EXERCISE AIM: Write down exactly the lines of the listing below, beginning with the one containing "Note: for this drill we locate the windshield" and closing with the final line.

DATA FOR THIS TASK:
----

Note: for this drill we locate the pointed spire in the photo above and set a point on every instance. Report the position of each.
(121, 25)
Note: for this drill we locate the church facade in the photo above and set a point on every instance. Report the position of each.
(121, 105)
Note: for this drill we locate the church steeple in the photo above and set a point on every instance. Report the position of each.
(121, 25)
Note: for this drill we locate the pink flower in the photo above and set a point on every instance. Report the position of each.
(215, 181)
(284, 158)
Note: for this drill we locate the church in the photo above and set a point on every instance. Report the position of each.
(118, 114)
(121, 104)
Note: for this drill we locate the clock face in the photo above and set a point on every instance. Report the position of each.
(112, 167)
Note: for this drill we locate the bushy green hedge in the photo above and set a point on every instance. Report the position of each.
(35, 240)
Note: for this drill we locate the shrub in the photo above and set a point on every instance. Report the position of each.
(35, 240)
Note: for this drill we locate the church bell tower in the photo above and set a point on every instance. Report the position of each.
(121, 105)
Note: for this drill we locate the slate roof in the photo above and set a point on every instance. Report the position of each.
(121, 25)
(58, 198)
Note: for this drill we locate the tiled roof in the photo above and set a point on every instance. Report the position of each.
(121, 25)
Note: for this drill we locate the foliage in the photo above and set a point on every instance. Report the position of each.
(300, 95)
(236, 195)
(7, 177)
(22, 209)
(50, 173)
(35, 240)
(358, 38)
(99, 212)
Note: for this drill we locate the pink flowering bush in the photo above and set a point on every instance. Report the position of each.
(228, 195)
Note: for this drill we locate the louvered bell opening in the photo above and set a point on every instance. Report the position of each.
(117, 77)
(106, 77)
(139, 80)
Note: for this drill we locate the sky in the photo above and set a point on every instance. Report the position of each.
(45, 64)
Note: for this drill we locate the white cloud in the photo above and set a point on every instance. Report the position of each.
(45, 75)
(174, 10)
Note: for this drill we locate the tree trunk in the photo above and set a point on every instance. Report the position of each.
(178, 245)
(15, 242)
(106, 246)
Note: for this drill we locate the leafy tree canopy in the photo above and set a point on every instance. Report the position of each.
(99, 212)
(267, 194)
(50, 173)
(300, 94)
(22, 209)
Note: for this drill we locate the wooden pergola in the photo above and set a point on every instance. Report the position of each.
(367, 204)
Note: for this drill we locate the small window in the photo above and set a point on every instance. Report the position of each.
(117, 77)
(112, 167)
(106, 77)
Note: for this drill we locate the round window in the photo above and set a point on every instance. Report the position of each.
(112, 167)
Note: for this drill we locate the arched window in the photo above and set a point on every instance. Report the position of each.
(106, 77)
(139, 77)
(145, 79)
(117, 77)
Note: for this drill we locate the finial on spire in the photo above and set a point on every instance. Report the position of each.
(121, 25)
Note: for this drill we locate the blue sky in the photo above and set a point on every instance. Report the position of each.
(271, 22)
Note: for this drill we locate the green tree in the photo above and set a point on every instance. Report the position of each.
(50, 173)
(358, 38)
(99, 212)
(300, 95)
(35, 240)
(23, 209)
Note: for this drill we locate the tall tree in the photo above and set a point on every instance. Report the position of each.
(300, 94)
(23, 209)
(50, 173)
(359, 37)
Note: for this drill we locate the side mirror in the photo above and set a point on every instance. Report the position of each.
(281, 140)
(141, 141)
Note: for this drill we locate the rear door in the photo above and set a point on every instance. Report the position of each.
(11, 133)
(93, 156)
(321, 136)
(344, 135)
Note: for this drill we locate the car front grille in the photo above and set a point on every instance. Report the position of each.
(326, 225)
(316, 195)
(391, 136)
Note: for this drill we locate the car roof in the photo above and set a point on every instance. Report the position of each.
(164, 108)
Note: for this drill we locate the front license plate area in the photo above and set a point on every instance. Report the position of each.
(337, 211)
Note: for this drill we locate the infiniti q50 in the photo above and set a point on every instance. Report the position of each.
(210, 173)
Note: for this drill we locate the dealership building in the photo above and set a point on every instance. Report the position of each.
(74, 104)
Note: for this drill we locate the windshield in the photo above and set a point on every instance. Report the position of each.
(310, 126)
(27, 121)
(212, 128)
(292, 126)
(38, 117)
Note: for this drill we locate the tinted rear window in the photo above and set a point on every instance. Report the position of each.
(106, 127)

----

YOUR RESPONSE:
Note: for this drill we locate the windshield in the photo above and set a point on every instance. Report the position of each.
(310, 126)
(27, 121)
(212, 128)
(292, 126)
(38, 117)
Note: for this drill we locate the tinted rear window in the photo above and set a point on every instance. Report the position of each.
(106, 127)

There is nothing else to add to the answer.